- THE TASK
Gather every line in the records below that contains the string "wooden", and copy each one in full. Matching is case-sensitive.

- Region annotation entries

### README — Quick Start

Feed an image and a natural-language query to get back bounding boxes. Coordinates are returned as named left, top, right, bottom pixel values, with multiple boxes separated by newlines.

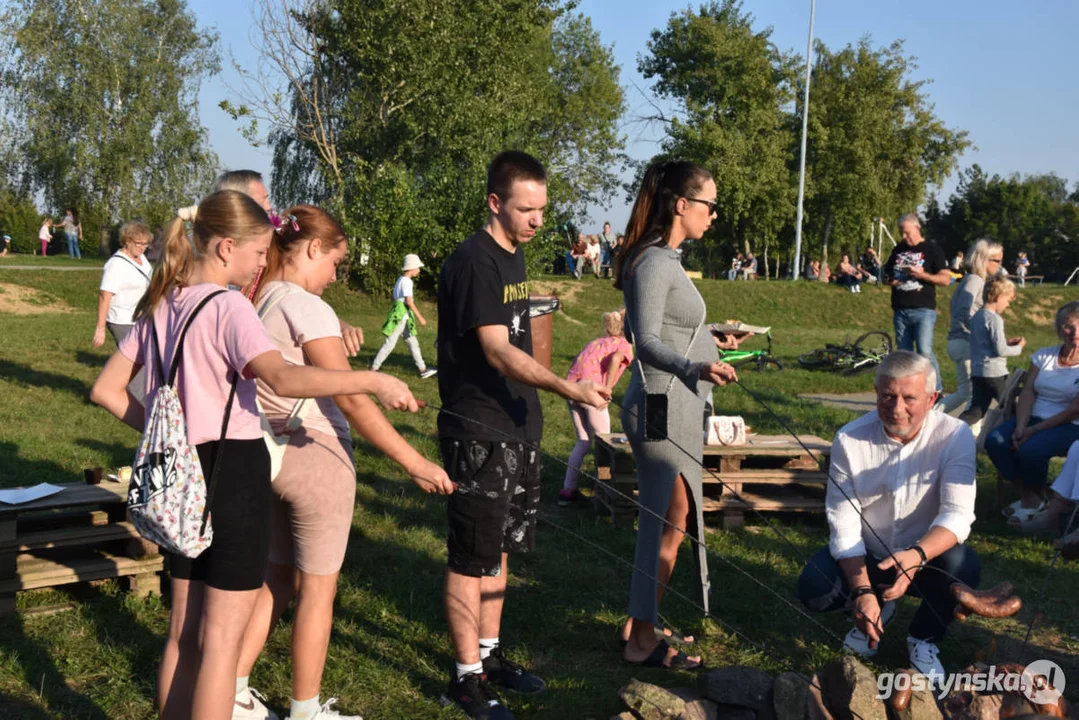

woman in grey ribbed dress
left=941, top=240, right=1005, bottom=412
left=615, top=162, right=735, bottom=667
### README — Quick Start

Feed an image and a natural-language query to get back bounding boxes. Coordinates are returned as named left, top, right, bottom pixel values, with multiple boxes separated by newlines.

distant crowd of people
left=565, top=222, right=625, bottom=280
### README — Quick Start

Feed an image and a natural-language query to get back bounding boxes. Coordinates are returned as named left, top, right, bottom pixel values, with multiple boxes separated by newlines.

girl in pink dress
left=558, top=308, right=633, bottom=507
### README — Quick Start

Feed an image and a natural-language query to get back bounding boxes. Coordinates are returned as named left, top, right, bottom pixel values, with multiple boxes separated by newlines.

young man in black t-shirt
left=438, top=151, right=611, bottom=720
left=884, top=213, right=952, bottom=393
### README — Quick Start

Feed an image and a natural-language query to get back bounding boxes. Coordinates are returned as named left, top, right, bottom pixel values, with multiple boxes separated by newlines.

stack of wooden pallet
left=0, top=483, right=164, bottom=614
left=595, top=433, right=832, bottom=528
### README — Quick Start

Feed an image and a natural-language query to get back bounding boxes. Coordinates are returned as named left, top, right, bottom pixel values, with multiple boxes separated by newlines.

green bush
left=0, top=189, right=41, bottom=255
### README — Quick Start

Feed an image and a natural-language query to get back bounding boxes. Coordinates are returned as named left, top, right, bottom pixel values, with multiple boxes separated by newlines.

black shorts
left=167, top=438, right=271, bottom=590
left=440, top=438, right=540, bottom=578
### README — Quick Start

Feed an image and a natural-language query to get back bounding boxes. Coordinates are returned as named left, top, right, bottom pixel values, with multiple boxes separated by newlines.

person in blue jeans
left=798, top=350, right=981, bottom=677
left=985, top=300, right=1079, bottom=529
left=884, top=213, right=952, bottom=393
left=63, top=207, right=82, bottom=260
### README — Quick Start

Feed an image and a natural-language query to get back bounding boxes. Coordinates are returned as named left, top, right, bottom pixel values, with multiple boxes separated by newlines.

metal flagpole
left=794, top=0, right=817, bottom=280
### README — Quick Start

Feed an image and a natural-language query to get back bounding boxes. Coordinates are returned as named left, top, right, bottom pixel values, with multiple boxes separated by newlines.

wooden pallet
left=595, top=433, right=831, bottom=529
left=0, top=483, right=164, bottom=615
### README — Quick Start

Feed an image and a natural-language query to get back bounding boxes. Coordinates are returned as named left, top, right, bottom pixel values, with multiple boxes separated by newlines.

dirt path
left=0, top=283, right=73, bottom=315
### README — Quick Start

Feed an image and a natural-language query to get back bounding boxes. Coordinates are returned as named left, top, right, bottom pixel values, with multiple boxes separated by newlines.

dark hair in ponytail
left=614, top=160, right=712, bottom=289
left=248, top=205, right=349, bottom=300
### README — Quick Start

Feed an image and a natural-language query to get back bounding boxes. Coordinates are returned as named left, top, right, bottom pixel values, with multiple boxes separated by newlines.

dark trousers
left=798, top=544, right=982, bottom=643
left=959, top=375, right=1008, bottom=425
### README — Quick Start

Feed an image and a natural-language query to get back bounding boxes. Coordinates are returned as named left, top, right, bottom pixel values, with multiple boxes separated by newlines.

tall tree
left=929, top=164, right=1079, bottom=280
left=798, top=38, right=970, bottom=267
left=231, top=0, right=624, bottom=289
left=639, top=8, right=970, bottom=273
left=639, top=0, right=794, bottom=274
left=0, top=0, right=218, bottom=250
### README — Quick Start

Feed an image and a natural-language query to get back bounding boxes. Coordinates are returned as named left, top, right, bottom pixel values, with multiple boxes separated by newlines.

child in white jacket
left=371, top=253, right=438, bottom=378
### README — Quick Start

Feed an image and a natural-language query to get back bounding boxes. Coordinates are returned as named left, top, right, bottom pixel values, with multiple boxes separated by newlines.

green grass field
left=0, top=267, right=1079, bottom=720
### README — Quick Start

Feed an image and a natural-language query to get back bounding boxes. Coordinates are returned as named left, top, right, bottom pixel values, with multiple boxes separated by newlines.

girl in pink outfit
left=558, top=308, right=633, bottom=507
left=90, top=190, right=433, bottom=720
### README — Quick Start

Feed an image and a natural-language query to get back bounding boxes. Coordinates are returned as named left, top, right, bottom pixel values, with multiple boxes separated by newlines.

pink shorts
left=270, top=427, right=356, bottom=575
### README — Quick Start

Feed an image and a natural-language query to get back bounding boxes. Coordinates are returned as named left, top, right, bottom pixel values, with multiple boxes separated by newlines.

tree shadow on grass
left=74, top=437, right=136, bottom=467
left=0, top=359, right=90, bottom=405
left=74, top=350, right=109, bottom=369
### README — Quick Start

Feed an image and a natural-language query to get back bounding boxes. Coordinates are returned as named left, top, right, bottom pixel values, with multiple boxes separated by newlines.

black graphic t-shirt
left=884, top=240, right=947, bottom=310
left=438, top=230, right=543, bottom=443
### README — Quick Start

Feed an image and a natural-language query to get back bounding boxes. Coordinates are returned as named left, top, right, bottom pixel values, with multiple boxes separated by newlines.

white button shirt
left=825, top=410, right=976, bottom=560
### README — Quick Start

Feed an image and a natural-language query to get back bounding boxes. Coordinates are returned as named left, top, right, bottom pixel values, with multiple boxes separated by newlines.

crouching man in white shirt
left=798, top=351, right=981, bottom=676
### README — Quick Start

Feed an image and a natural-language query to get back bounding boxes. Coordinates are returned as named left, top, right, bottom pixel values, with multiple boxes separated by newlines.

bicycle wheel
left=730, top=354, right=783, bottom=372
left=756, top=357, right=783, bottom=370
left=855, top=330, right=891, bottom=359
left=798, top=348, right=839, bottom=370
left=843, top=355, right=884, bottom=376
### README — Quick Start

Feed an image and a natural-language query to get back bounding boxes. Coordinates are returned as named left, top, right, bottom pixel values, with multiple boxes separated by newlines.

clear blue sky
left=191, top=0, right=1079, bottom=230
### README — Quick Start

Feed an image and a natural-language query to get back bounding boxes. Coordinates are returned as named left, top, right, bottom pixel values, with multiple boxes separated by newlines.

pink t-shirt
left=258, top=281, right=350, bottom=439
left=120, top=283, right=277, bottom=445
left=565, top=335, right=633, bottom=388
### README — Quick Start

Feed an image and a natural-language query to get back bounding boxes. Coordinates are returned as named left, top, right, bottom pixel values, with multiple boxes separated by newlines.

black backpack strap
left=162, top=290, right=231, bottom=388
left=150, top=319, right=165, bottom=384
left=199, top=372, right=240, bottom=535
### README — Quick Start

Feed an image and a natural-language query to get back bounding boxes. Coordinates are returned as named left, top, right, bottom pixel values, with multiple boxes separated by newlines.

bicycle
left=720, top=332, right=783, bottom=371
left=798, top=330, right=891, bottom=376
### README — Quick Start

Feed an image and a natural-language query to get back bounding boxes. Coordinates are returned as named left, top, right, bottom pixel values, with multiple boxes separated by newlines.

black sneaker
left=441, top=673, right=517, bottom=720
left=483, top=648, right=547, bottom=695
left=557, top=488, right=588, bottom=507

- FINAL RESULT
stack of wooden pallet
wooden pallet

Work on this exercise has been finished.